SUPPLIED PASSAGE —
= = = = = = =

Arguably the hardest car ride was our drive to move in for my freshman year at the University of Michigan. It was so strange. I was filled with this unbelievable amount of excitement and apprehension; I wish I could have bottled it up and kept it on my desk forever. Through the ten hour drive, we belted “The Confrontation” from Les Mis; we annoyed the crap out of mom with deep dives into music history from the Beach Boys Pet Sounds to Bobby Darin’s classics and back again. We listened to multiple Beatles albums from start to finish on that road trip. Over the years, just like Annie Hall, “My Girl” by The Temptations, or sailing to the end of Lake Teedyuskung and back on the 4th of July, The Beatles became ours. 

 

Move-in day was a whirlwind. South Quad at the University of Michigan was bustling with maize and blue-clad students and families with too many pairs of shoes for a dorm room closet (or maybe that was just me… sorry mom). After a full day of chaos and command strips, we said goodbye. The moment after the door closed I remember looking at the Abbey Road poster on the wall and feeling as if you never really left. 

 

I may have never had an emotional support baby blanket or a stuffed animal I’ll take with me to the grave, but even now, hundreds and hundreds of miles away, the Beatles will always be enough. 

 

Sorry for the sappiness… hope your day was good!

= = = = = = =

Answer these questions using the passage about the drive to the University of Michigan:
(a) How long was the drive?
(b) Which residence hall did the move take place in?
(c) Which poster was on the wall?
The entries that follow are not needed for anything here.

Lines of data —
= = = = = = =

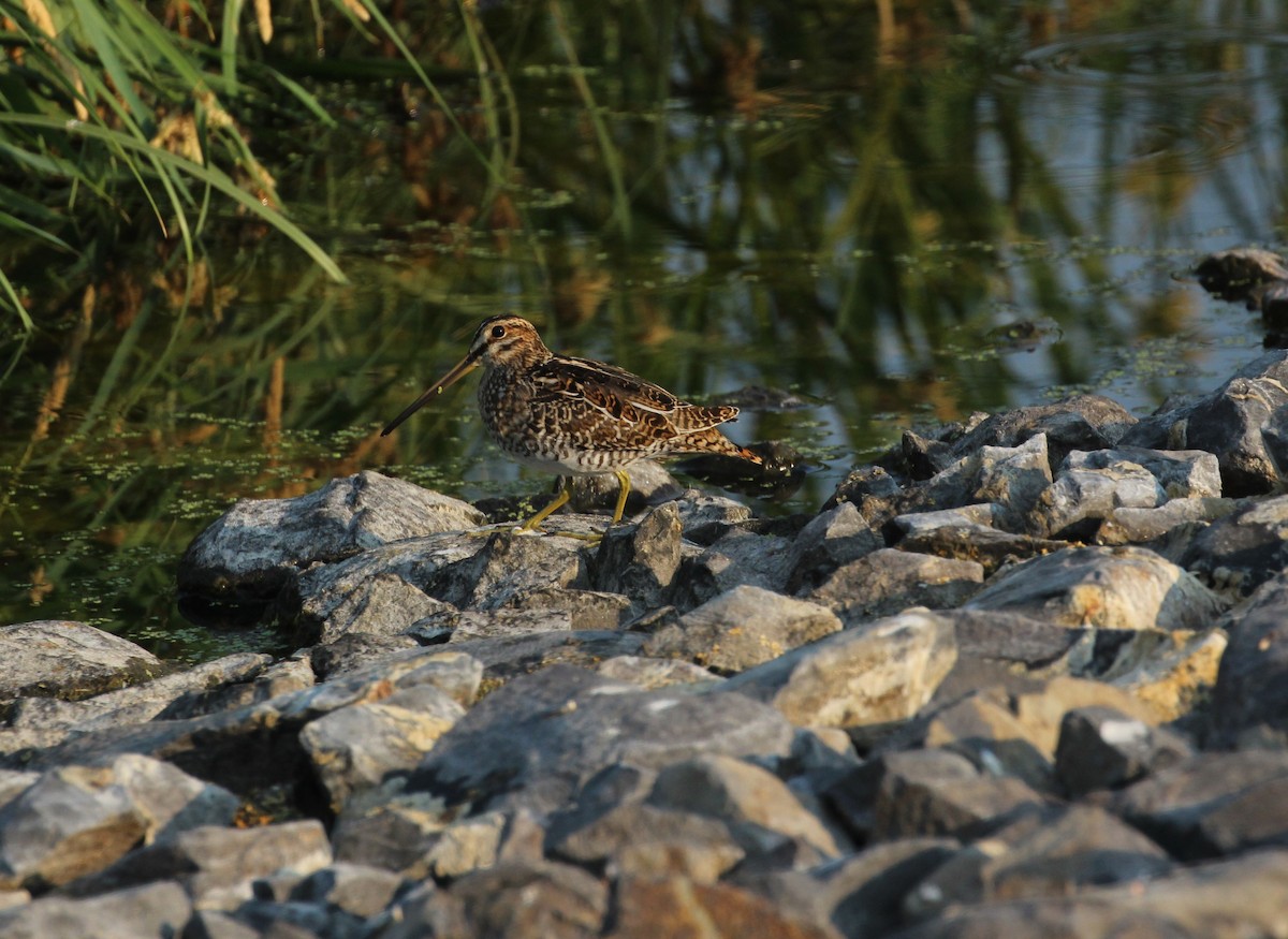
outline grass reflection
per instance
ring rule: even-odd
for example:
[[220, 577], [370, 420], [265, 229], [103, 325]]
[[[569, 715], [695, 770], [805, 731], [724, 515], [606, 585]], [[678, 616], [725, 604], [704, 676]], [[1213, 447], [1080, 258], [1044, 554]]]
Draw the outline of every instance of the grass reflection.
[[[233, 640], [184, 626], [169, 585], [233, 498], [363, 468], [542, 486], [483, 442], [469, 388], [376, 437], [504, 309], [692, 398], [800, 392], [818, 406], [734, 434], [837, 471], [899, 425], [1048, 385], [1123, 371], [1160, 397], [1193, 346], [1132, 345], [1194, 328], [1167, 278], [1188, 213], [1216, 178], [1253, 229], [1280, 174], [1249, 193], [1224, 161], [1274, 122], [1222, 104], [1222, 70], [1248, 85], [1243, 14], [1104, 8], [413, 0], [390, 22], [277, 0], [265, 27], [240, 5], [10, 5], [0, 622], [213, 654]], [[1078, 81], [1068, 54], [1025, 58], [1164, 22], [1221, 27], [1185, 59], [1208, 85], [1150, 84], [1175, 57], [1104, 41]]]

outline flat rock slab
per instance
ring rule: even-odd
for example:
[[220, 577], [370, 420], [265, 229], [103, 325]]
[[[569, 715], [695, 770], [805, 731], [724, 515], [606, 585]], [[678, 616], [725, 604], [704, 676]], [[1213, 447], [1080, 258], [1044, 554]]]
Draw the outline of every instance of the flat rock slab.
[[1218, 734], [1234, 742], [1258, 726], [1288, 730], [1288, 574], [1257, 587], [1222, 625], [1230, 644], [1216, 679]]
[[174, 881], [160, 881], [80, 900], [45, 896], [0, 911], [0, 935], [5, 939], [176, 936], [183, 934], [191, 916], [187, 891]]
[[295, 498], [245, 498], [188, 546], [179, 590], [264, 602], [313, 564], [483, 522], [468, 502], [370, 470]]
[[720, 819], [748, 854], [768, 854], [792, 839], [820, 860], [841, 854], [832, 832], [787, 783], [732, 756], [698, 756], [663, 768], [649, 802]]
[[738, 672], [840, 629], [841, 621], [827, 607], [738, 586], [650, 635], [644, 654]]
[[1064, 626], [1208, 630], [1225, 603], [1193, 574], [1140, 547], [1070, 547], [993, 577], [967, 609]]
[[802, 599], [854, 625], [909, 607], [957, 607], [983, 582], [984, 567], [976, 562], [884, 547], [841, 565]]
[[698, 884], [715, 884], [746, 857], [720, 819], [640, 802], [553, 827], [549, 850], [558, 859], [603, 864], [613, 877], [680, 875]]
[[1200, 531], [1180, 563], [1207, 582], [1247, 596], [1288, 568], [1288, 496], [1248, 502]]
[[895, 939], [1091, 939], [1283, 934], [1288, 851], [1181, 868], [1166, 877], [1043, 898], [966, 907]]
[[231, 792], [144, 756], [49, 770], [0, 808], [0, 887], [61, 886], [143, 840], [227, 824], [236, 810]]
[[233, 909], [251, 899], [251, 882], [290, 868], [300, 877], [331, 864], [326, 831], [314, 819], [256, 828], [204, 826], [130, 851], [111, 867], [68, 885], [73, 896], [113, 894], [178, 880], [196, 906]]
[[1173, 868], [1167, 853], [1104, 809], [1029, 813], [971, 845], [917, 885], [905, 909], [918, 920], [952, 908], [1030, 896], [1070, 896], [1151, 880]]
[[1136, 424], [1121, 443], [1159, 450], [1206, 450], [1221, 464], [1222, 492], [1252, 496], [1279, 482], [1265, 430], [1288, 404], [1288, 353], [1276, 350], [1240, 368], [1209, 394]]
[[1045, 434], [1051, 469], [1074, 450], [1105, 450], [1122, 441], [1136, 417], [1122, 404], [1100, 394], [1079, 394], [1054, 404], [1018, 407], [985, 417], [952, 444], [954, 456], [980, 447], [1019, 447]]
[[762, 701], [799, 726], [885, 724], [914, 715], [956, 661], [952, 622], [908, 611], [748, 669], [708, 696]]
[[0, 626], [0, 699], [88, 698], [167, 671], [129, 639], [70, 620]]
[[407, 782], [447, 805], [560, 808], [614, 763], [659, 766], [698, 754], [786, 755], [795, 733], [772, 707], [641, 692], [571, 666], [550, 666], [487, 696], [444, 734]]
[[433, 685], [412, 685], [379, 701], [341, 707], [310, 721], [300, 743], [339, 811], [357, 791], [411, 770], [465, 714]]
[[840, 939], [841, 934], [831, 925], [783, 915], [764, 898], [728, 884], [630, 877], [618, 886], [617, 922], [608, 939], [690, 935]]
[[1288, 840], [1288, 754], [1199, 754], [1115, 793], [1113, 810], [1185, 860]]

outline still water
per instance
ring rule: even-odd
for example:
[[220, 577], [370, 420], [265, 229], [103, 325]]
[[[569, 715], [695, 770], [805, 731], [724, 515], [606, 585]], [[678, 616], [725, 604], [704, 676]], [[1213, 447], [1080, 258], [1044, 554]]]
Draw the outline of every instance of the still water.
[[40, 317], [66, 272], [9, 270], [46, 326], [5, 380], [0, 623], [82, 620], [185, 659], [273, 648], [175, 609], [178, 555], [231, 501], [359, 469], [466, 498], [549, 487], [486, 442], [474, 379], [377, 437], [496, 312], [690, 399], [800, 398], [730, 429], [814, 468], [762, 513], [815, 510], [905, 426], [1070, 392], [1145, 413], [1261, 350], [1257, 316], [1186, 274], [1284, 241], [1280, 4], [868, 6], [661, 4], [643, 32], [600, 13], [563, 24], [574, 59], [484, 12], [505, 80], [446, 94], [491, 173], [404, 84], [299, 66], [336, 124], [256, 133], [348, 285], [218, 210], [192, 280], [121, 245]]

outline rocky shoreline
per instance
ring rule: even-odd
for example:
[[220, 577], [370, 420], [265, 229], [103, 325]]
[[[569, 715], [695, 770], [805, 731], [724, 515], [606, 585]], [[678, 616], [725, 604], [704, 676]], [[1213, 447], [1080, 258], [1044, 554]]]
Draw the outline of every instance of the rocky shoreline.
[[1285, 434], [1276, 352], [810, 518], [240, 502], [180, 589], [299, 652], [0, 629], [0, 935], [1288, 936]]

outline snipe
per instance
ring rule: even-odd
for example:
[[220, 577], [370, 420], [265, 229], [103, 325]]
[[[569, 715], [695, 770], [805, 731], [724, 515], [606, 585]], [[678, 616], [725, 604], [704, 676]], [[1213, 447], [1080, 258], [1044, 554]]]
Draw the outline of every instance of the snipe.
[[626, 468], [638, 460], [720, 453], [761, 462], [717, 430], [738, 416], [738, 408], [689, 404], [623, 368], [556, 356], [536, 327], [516, 316], [484, 319], [465, 358], [394, 417], [381, 435], [478, 366], [483, 366], [479, 411], [497, 446], [527, 466], [568, 477], [559, 496], [524, 522], [522, 531], [535, 531], [572, 497], [574, 475], [617, 477], [616, 524], [630, 492]]

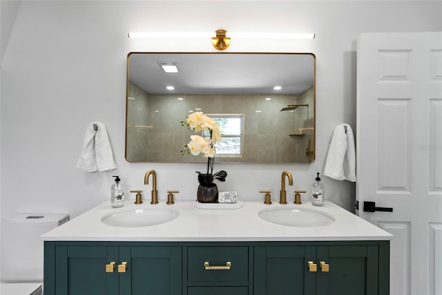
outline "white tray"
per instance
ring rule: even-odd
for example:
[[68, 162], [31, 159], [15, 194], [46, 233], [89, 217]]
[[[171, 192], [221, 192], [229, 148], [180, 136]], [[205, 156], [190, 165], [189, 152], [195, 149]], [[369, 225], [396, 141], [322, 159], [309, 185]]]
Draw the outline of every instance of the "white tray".
[[242, 200], [238, 199], [236, 203], [200, 203], [195, 200], [195, 207], [198, 209], [240, 209], [242, 207]]

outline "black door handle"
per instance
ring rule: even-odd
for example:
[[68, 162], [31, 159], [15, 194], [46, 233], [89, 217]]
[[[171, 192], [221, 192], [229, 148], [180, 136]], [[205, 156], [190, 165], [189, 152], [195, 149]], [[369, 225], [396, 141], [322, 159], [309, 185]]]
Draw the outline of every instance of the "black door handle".
[[380, 211], [382, 212], [393, 212], [393, 208], [386, 208], [381, 207], [376, 207], [374, 202], [364, 201], [364, 212], [374, 212]]

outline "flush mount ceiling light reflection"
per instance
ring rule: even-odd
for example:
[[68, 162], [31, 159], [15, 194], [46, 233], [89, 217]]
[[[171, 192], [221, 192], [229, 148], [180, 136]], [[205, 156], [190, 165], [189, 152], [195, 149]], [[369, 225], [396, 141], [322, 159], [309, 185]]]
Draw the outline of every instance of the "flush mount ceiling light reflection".
[[160, 66], [161, 68], [166, 73], [178, 73], [180, 71], [180, 67], [178, 64], [160, 62]]
[[219, 29], [213, 32], [128, 32], [129, 38], [211, 38], [213, 47], [219, 50], [227, 48], [231, 38], [265, 39], [314, 39], [312, 33], [285, 33], [285, 32], [229, 32]]

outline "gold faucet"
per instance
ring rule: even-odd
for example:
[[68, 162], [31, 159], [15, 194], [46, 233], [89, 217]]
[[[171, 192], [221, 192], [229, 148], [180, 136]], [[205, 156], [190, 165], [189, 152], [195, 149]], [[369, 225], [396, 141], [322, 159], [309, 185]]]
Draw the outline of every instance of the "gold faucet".
[[144, 175], [144, 184], [149, 184], [149, 175], [152, 174], [152, 200], [151, 204], [158, 204], [158, 192], [157, 191], [157, 173], [155, 170], [149, 170]]
[[280, 204], [287, 204], [287, 200], [286, 198], [286, 191], [285, 191], [285, 176], [289, 178], [289, 185], [293, 185], [293, 178], [291, 177], [291, 174], [288, 171], [283, 171], [282, 175], [281, 175], [281, 193], [280, 193], [280, 198], [279, 200]]

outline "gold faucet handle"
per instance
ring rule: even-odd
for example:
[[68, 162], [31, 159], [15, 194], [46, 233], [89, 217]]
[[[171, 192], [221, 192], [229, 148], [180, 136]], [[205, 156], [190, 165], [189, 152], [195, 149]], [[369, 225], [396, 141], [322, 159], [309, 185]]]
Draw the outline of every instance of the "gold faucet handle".
[[271, 204], [271, 196], [270, 196], [271, 191], [260, 191], [260, 193], [265, 193], [265, 198], [264, 200], [264, 204]]
[[175, 202], [173, 202], [173, 194], [178, 193], [179, 192], [179, 191], [167, 191], [167, 202], [166, 202], [166, 204], [169, 205], [175, 204]]
[[307, 191], [295, 191], [295, 201], [294, 204], [302, 204], [301, 202], [301, 193], [305, 193]]
[[142, 204], [143, 200], [142, 200], [141, 192], [142, 191], [131, 191], [131, 193], [137, 193], [135, 195], [135, 204]]

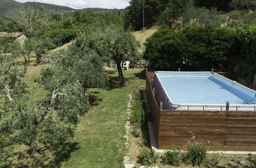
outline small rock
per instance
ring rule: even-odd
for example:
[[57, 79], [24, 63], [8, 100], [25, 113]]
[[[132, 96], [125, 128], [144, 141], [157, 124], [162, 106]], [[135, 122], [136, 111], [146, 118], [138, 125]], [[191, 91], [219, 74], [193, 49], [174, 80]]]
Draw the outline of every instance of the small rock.
[[133, 168], [135, 166], [135, 165], [128, 163], [124, 163], [124, 167], [125, 168]]

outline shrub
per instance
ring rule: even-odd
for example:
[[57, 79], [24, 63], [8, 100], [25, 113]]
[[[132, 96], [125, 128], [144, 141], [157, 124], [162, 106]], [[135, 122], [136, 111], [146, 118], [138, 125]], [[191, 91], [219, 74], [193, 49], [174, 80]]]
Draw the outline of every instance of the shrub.
[[11, 51], [10, 48], [11, 44], [15, 40], [14, 38], [12, 37], [1, 37], [0, 38], [0, 50], [3, 52], [7, 53]]
[[50, 38], [56, 38], [60, 39], [61, 45], [63, 45], [73, 39], [77, 35], [77, 32], [73, 29], [55, 29], [46, 33], [44, 36]]
[[132, 111], [130, 120], [132, 124], [137, 124], [137, 125], [140, 126], [145, 120], [145, 115], [141, 93], [136, 93], [134, 99], [135, 103], [132, 106]]
[[[184, 161], [187, 164], [201, 166], [208, 161], [208, 148], [205, 147], [204, 142], [196, 141], [195, 133], [190, 132], [193, 135], [191, 142], [188, 141], [187, 149], [184, 157]], [[208, 143], [210, 143], [209, 141]]]
[[155, 154], [155, 151], [147, 148], [143, 148], [140, 151], [140, 154], [138, 157], [139, 161], [142, 165], [150, 165], [155, 163], [158, 158]]
[[256, 25], [237, 27], [236, 35], [238, 54], [233, 61], [238, 65], [238, 75], [252, 83], [256, 72]]
[[211, 154], [211, 160], [215, 166], [221, 166], [221, 162], [224, 159], [224, 153], [218, 151], [214, 151]]
[[177, 166], [182, 160], [182, 155], [180, 149], [174, 146], [170, 150], [166, 151], [162, 156], [162, 159], [164, 164]]

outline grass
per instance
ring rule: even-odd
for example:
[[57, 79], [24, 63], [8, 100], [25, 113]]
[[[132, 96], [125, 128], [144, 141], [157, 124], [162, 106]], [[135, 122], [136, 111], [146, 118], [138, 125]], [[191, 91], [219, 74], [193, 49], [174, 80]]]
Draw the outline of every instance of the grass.
[[145, 46], [143, 45], [143, 43], [146, 42], [146, 39], [152, 36], [155, 32], [158, 30], [158, 28], [157, 27], [153, 28], [153, 29], [152, 29], [134, 32], [133, 33], [136, 40], [140, 42], [140, 44], [141, 45], [141, 51], [143, 51], [145, 49]]
[[[35, 65], [35, 58], [27, 65], [25, 80], [29, 85], [32, 95], [31, 102], [39, 101], [48, 92], [34, 82], [40, 70], [49, 65]], [[17, 60], [22, 67], [22, 58]], [[144, 71], [134, 69], [124, 70], [126, 85], [118, 85], [116, 70], [106, 70], [110, 76], [108, 86], [104, 89], [90, 89], [92, 105], [90, 111], [80, 117], [75, 136], [60, 146], [56, 151], [50, 151], [42, 145], [37, 149], [40, 153], [30, 158], [28, 147], [11, 145], [8, 141], [0, 143], [0, 167], [120, 167], [127, 152], [124, 146], [124, 125], [129, 101], [128, 94], [145, 89]]]

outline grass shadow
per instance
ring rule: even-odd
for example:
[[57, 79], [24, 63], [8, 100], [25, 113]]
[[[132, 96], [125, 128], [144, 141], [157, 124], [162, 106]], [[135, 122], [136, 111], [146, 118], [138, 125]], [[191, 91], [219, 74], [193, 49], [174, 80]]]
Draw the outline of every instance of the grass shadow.
[[102, 101], [102, 99], [97, 98], [96, 94], [100, 94], [100, 93], [98, 91], [94, 92], [88, 92], [89, 94], [89, 102], [90, 104], [93, 106], [96, 106], [99, 105], [98, 103], [99, 101]]
[[[129, 80], [129, 78], [124, 78], [124, 81], [127, 80]], [[122, 88], [124, 87], [125, 85], [125, 84], [123, 85], [120, 85], [119, 76], [110, 76], [109, 85], [106, 86], [105, 89], [110, 91], [114, 89]]]
[[[62, 161], [68, 160], [74, 151], [80, 149], [79, 143], [66, 143], [58, 147], [53, 153], [53, 158], [49, 153], [49, 149], [44, 147], [37, 149], [38, 154], [31, 158], [29, 150], [17, 152], [10, 156], [5, 156], [4, 161], [7, 163], [1, 167], [59, 167]], [[15, 161], [10, 161], [9, 158], [15, 156]]]
[[143, 69], [142, 71], [139, 73], [135, 73], [135, 75], [136, 77], [138, 77], [141, 79], [146, 79], [146, 70]]

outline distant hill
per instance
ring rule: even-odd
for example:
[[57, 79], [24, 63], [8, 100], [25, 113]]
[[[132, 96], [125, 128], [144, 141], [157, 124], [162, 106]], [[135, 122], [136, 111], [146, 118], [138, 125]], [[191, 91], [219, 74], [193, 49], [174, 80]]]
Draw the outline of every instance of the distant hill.
[[22, 3], [16, 2], [14, 0], [0, 0], [0, 17], [10, 16], [12, 14], [12, 10], [13, 10], [15, 9], [18, 9], [21, 6], [24, 6], [25, 9], [33, 9], [34, 10], [38, 9], [42, 7], [53, 13], [59, 14], [63, 13], [64, 17], [72, 16], [75, 10], [79, 10], [80, 11], [90, 11], [95, 13], [105, 13], [119, 10], [118, 9], [108, 9], [96, 8], [88, 8], [83, 9], [76, 10], [66, 6], [41, 3], [30, 2]]

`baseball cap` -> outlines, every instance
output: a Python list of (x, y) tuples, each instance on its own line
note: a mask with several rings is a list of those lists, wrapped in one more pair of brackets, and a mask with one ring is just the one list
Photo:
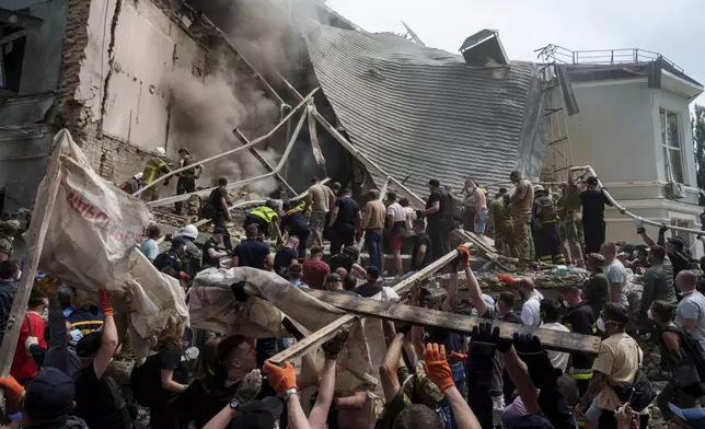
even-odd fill
[(373, 279), (380, 278), (380, 269), (374, 265), (370, 265), (369, 267), (366, 268), (366, 270), (367, 270), (367, 275), (372, 277)]
[(238, 429), (274, 429), (274, 424), (284, 411), (281, 399), (267, 396), (262, 401), (250, 401), (240, 406), (240, 413), (232, 419), (231, 427)]
[(668, 404), (668, 407), (681, 420), (687, 421), (693, 428), (695, 429), (705, 428), (705, 409), (701, 407), (683, 409), (683, 408), (677, 407), (671, 403)]
[(56, 368), (44, 368), (24, 394), (24, 413), (35, 420), (54, 420), (68, 408), (76, 396), (70, 376)]
[(677, 245), (679, 247), (683, 247), (683, 245), (685, 245), (685, 243), (683, 242), (683, 239), (681, 239), (678, 235), (669, 237), (668, 242), (671, 243), (671, 244), (674, 244), (674, 245)]
[(102, 336), (103, 333), (100, 331), (84, 335), (76, 345), (76, 353), (79, 358), (88, 358), (97, 353), (97, 350), (101, 348)]
[(328, 277), (325, 278), (326, 283), (331, 283), (331, 282), (334, 282), (334, 281), (343, 281), (343, 279), (336, 273), (333, 273), (332, 275), (330, 275)]

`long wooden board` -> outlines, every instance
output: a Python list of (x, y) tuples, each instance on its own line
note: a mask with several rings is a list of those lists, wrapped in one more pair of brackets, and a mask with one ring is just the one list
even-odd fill
[[(365, 317), (383, 318), (393, 322), (406, 322), (425, 327), (440, 327), (452, 333), (470, 335), (473, 326), (487, 318), (446, 313), (437, 310), (419, 309), (413, 305), (383, 302), (347, 293), (307, 290), (309, 294), (340, 310)], [(581, 351), (597, 355), (600, 351), (600, 338), (593, 335), (565, 333), (517, 323), (492, 321), (499, 326), (499, 336), (511, 338), (515, 333), (532, 333), (550, 350)], [(326, 326), (327, 328), (327, 326)]]
[[(449, 254), (444, 255), (443, 257), (439, 258), (438, 260), (431, 263), (429, 266), (426, 268), (415, 273), (413, 276), (407, 278), (404, 281), (401, 281), (394, 286), (394, 290), (397, 293), (401, 293), (405, 291), (406, 289), (411, 288), (414, 286), (414, 283), (418, 280), (423, 280), (429, 276), (431, 276), (434, 273), (438, 271), (439, 269), (443, 268), (448, 263), (453, 260), (458, 256), (458, 250), (453, 250)], [(337, 321), (322, 327), (321, 329), (314, 332), (307, 338), (302, 339), (301, 341), (298, 341), (294, 344), (292, 347), (289, 347), (288, 349), (280, 351), (276, 356), (274, 356), (271, 360), (274, 363), (284, 363), (288, 360), (292, 360), (296, 358), (300, 358), (307, 353), (309, 353), (311, 350), (320, 347), (323, 343), (327, 341), (328, 339), (333, 338), (335, 336), (335, 333), (342, 326), (348, 326), (351, 325), (356, 320), (357, 315), (355, 314), (349, 314), (346, 316), (343, 316), (338, 318)]]

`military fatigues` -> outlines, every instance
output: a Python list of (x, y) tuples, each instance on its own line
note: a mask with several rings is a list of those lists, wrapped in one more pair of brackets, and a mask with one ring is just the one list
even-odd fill
[(539, 260), (545, 264), (565, 264), (560, 253), (556, 211), (547, 195), (540, 195), (534, 200), (536, 222), (536, 240), (534, 242)]
[[(149, 161), (147, 161), (147, 165), (145, 165), (145, 172), (142, 173), (142, 185), (147, 186), (166, 173), (169, 173), (169, 166), (166, 165), (166, 163), (160, 158), (151, 158)], [(152, 186), (149, 189), (145, 189), (140, 195), (140, 199), (148, 202), (158, 200), (159, 188), (157, 186)]]
[(575, 184), (568, 185), (563, 190), (558, 199), (558, 218), (559, 228), (563, 231), (563, 237), (570, 252), (570, 259), (574, 262), (582, 259), (582, 244), (580, 235), (582, 225), (580, 222), (580, 190)]
[[(188, 166), (196, 162), (190, 155), (188, 155), (186, 159), (182, 160), (181, 166)], [(178, 182), (176, 182), (176, 195), (184, 195), (184, 194), (190, 194), (196, 192), (196, 177), (200, 176), (200, 173), (203, 171), (203, 167), (200, 165), (196, 165), (193, 169), (186, 170), (185, 172), (182, 172), (178, 174)], [(183, 208), (184, 208), (184, 202), (183, 201), (177, 201), (175, 205), (176, 212), (181, 215)]]

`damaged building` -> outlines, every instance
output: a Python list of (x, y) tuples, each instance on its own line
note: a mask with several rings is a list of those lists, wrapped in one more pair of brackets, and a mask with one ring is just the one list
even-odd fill
[[(687, 105), (703, 88), (660, 55), (637, 50), (615, 61), (612, 51), (585, 63), (550, 45), (536, 62), (517, 61), (493, 30), (450, 54), (411, 28), (406, 37), (365, 32), (317, 0), (0, 0), (0, 8), (3, 211), (33, 204), (60, 128), (103, 177), (120, 183), (158, 147), (172, 160), (180, 148), (204, 159), (266, 135), (319, 88), (316, 120), (280, 172), (288, 185), (267, 177), (247, 190), (288, 197), (325, 176), (359, 195), (391, 181), (416, 204), (431, 177), (455, 190), (466, 178), (494, 190), (512, 170), (551, 182), (590, 164), (637, 215), (700, 227), (684, 148)], [(207, 164), (198, 184), (267, 173), (294, 124), (256, 158)], [(647, 140), (654, 150), (642, 150)], [(603, 156), (615, 150), (652, 156), (633, 171), (614, 164), (621, 156)], [(628, 240), (627, 218), (609, 217), (610, 236)]]

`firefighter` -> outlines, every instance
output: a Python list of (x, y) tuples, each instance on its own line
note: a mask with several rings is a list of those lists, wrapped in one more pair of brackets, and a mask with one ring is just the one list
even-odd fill
[(264, 236), (268, 236), (270, 233), (270, 227), (274, 228), (274, 232), (277, 236), (277, 245), (281, 245), (284, 242), (281, 240), (281, 230), (279, 229), (279, 212), (278, 212), (277, 202), (273, 199), (268, 199), (264, 206), (259, 206), (256, 209), (252, 210), (245, 217), (245, 222), (242, 228), (247, 228), (247, 225), (256, 224), (257, 225), (257, 240), (262, 241)]
[[(152, 158), (147, 161), (145, 165), (145, 171), (142, 173), (142, 185), (150, 185), (152, 182), (159, 177), (167, 174), (170, 172), (169, 165), (164, 162), (166, 156), (166, 151), (164, 148), (157, 148), (152, 152)], [(169, 179), (164, 181), (164, 186), (169, 185)], [(152, 186), (149, 189), (145, 189), (140, 195), (142, 201), (155, 201), (159, 199), (159, 188)]]
[[(178, 156), (181, 156), (180, 167), (188, 166), (196, 162), (190, 155), (187, 149), (181, 148), (178, 150)], [(196, 165), (193, 169), (177, 173), (178, 182), (176, 182), (176, 195), (190, 194), (196, 192), (196, 179), (200, 177), (200, 174), (204, 172), (204, 167)], [(183, 201), (177, 201), (175, 204), (175, 215), (181, 215), (184, 208)]]
[(560, 253), (558, 240), (558, 227), (556, 210), (553, 207), (551, 196), (541, 185), (534, 187), (534, 228), (536, 232), (535, 251), (539, 260), (545, 264), (566, 263), (565, 256)]

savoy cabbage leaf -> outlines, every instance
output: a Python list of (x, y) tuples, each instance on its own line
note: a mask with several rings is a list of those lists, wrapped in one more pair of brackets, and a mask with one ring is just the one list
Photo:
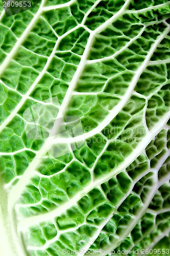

= = = = = = =

EXERCISE RESPONSE —
(a) Ten hours.
(b) South Quad.
(c) The Abbey Road poster.